> [Exercise] Every line below that holds the word "window" must be listed.

Stored data entries:
· · · ·

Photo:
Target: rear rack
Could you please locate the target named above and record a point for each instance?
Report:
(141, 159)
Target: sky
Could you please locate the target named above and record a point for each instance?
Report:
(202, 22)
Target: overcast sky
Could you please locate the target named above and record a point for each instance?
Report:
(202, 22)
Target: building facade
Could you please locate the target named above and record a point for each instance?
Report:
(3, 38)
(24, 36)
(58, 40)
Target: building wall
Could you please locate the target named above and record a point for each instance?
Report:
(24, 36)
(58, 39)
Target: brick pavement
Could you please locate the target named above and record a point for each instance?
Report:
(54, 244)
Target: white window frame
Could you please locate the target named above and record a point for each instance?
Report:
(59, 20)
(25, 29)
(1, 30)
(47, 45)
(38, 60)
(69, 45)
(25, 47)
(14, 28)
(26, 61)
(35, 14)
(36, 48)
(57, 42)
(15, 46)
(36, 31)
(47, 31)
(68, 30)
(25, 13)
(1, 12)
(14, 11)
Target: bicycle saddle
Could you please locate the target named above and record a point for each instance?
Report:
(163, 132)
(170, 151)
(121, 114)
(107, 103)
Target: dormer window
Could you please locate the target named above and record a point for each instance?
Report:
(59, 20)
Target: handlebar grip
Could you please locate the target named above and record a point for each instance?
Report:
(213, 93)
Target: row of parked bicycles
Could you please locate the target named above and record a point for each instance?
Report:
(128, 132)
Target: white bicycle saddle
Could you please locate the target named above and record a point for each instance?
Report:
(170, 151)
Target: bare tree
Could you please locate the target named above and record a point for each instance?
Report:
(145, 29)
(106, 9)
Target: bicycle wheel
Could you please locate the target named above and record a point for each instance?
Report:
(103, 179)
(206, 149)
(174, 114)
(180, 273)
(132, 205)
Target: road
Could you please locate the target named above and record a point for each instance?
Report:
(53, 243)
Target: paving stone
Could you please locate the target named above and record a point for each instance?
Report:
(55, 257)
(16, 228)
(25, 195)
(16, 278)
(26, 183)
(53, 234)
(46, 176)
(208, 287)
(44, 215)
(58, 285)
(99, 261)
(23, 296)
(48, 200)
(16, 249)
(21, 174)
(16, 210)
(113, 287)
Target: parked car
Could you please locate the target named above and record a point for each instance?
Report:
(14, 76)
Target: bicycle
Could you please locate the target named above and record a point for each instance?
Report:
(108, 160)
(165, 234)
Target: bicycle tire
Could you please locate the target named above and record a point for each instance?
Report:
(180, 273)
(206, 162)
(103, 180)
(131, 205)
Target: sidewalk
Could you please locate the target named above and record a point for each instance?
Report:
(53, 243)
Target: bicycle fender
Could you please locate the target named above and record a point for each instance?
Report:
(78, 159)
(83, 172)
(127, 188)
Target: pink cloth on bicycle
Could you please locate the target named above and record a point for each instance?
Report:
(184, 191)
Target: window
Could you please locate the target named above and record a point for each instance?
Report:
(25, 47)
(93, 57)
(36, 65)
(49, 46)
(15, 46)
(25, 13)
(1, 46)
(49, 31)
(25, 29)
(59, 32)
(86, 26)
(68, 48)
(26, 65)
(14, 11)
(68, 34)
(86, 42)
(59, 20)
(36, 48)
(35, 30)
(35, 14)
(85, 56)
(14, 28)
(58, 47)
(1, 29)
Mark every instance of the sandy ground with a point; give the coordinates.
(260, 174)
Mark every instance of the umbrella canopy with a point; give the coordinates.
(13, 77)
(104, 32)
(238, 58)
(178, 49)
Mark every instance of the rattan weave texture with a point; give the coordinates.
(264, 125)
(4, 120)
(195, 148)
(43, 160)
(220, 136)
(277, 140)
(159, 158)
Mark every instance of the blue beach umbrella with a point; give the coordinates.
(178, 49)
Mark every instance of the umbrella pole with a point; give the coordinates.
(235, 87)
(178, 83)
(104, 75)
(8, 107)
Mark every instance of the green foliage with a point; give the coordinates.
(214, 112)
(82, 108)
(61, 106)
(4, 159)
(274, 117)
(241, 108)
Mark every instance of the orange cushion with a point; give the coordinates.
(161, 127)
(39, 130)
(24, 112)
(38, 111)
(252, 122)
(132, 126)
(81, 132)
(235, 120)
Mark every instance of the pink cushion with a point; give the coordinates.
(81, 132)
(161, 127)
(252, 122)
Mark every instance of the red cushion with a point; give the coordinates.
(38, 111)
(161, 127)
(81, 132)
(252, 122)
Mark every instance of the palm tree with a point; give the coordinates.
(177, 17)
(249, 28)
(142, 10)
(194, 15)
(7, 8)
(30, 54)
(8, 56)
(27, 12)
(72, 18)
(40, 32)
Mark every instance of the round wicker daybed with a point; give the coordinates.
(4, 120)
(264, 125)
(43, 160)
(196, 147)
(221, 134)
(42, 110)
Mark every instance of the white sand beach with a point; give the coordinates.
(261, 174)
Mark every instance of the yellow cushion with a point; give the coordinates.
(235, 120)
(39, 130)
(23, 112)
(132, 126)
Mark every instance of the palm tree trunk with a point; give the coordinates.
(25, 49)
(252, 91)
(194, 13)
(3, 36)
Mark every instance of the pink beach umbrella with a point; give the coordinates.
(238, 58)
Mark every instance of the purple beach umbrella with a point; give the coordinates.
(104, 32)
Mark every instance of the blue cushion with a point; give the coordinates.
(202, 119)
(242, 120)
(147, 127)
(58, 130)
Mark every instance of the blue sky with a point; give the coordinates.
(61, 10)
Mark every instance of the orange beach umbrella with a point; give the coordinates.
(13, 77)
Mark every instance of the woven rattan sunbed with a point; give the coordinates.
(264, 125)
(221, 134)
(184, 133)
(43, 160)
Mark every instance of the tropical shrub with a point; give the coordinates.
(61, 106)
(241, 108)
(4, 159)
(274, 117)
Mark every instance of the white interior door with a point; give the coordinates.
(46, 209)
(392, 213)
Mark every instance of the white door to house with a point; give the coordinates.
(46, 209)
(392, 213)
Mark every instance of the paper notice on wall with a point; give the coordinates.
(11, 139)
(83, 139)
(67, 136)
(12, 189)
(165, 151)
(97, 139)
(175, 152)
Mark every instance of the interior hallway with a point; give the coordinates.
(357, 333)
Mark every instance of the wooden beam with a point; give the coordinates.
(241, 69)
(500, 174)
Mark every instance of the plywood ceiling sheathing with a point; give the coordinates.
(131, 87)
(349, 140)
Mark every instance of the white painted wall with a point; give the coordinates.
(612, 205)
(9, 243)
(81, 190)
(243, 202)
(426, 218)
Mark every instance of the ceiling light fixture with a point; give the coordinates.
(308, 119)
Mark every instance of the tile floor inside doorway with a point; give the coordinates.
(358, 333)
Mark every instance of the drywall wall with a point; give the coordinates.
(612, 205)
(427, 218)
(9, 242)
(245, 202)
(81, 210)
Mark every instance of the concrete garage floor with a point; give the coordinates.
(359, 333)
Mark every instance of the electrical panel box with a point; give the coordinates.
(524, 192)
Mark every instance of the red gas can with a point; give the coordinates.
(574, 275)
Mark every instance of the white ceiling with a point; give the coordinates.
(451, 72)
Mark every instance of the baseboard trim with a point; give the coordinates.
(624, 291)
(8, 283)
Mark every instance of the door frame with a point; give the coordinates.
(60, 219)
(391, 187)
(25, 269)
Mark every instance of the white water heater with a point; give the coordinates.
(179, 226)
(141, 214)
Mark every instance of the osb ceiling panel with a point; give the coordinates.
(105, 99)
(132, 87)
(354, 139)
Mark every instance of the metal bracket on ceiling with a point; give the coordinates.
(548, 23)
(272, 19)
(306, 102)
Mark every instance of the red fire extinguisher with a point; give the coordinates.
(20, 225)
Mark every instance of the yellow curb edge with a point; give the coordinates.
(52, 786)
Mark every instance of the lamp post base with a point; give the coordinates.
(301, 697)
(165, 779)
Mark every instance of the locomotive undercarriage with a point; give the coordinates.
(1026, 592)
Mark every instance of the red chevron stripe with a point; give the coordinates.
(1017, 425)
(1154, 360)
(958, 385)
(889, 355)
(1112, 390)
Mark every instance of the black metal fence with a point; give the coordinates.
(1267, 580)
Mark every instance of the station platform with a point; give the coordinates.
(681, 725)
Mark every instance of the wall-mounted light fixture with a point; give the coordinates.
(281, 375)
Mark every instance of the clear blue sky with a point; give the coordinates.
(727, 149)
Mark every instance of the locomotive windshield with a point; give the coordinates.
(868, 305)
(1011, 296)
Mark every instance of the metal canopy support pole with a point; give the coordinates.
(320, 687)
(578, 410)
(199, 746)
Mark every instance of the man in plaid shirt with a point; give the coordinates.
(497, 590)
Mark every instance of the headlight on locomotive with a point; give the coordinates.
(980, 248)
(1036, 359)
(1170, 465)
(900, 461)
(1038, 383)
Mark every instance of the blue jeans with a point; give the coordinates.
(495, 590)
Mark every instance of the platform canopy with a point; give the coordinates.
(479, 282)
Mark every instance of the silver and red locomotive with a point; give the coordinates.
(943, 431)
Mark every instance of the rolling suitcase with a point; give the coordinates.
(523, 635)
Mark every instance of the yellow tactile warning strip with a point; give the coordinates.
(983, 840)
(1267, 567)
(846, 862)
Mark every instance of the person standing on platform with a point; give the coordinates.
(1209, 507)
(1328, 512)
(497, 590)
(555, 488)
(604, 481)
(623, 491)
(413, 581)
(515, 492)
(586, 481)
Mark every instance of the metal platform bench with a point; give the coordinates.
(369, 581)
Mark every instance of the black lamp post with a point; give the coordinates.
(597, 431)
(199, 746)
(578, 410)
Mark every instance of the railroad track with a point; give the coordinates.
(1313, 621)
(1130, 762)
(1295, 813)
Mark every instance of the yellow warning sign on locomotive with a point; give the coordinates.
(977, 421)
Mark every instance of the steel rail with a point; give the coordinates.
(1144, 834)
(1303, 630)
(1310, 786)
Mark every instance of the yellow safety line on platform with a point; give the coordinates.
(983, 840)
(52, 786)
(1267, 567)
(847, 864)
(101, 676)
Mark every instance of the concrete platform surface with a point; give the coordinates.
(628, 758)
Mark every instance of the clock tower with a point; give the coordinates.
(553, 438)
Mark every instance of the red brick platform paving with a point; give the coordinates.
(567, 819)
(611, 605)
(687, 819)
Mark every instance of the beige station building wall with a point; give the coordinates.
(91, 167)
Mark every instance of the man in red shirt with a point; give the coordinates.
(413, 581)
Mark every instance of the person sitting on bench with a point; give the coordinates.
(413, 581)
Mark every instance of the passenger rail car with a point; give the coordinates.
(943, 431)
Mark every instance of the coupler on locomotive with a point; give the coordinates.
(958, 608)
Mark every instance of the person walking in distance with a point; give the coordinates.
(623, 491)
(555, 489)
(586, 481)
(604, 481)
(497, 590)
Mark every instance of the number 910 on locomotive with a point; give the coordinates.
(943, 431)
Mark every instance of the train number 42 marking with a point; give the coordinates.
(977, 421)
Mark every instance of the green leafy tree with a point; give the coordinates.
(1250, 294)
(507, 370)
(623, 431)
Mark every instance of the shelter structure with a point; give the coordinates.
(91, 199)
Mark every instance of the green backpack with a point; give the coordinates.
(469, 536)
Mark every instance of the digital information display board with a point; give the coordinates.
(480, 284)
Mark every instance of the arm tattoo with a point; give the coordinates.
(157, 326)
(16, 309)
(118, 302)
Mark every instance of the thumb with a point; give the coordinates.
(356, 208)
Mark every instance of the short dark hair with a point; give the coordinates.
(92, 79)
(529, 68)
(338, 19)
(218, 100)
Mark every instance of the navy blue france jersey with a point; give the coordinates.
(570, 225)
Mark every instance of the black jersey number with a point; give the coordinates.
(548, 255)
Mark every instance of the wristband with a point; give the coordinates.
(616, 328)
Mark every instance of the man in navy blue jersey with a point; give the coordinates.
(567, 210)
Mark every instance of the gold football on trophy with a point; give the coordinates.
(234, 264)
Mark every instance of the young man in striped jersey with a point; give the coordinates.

· · · ·

> [Expected answer]
Target: white window frame
Target: dormer window
Target: window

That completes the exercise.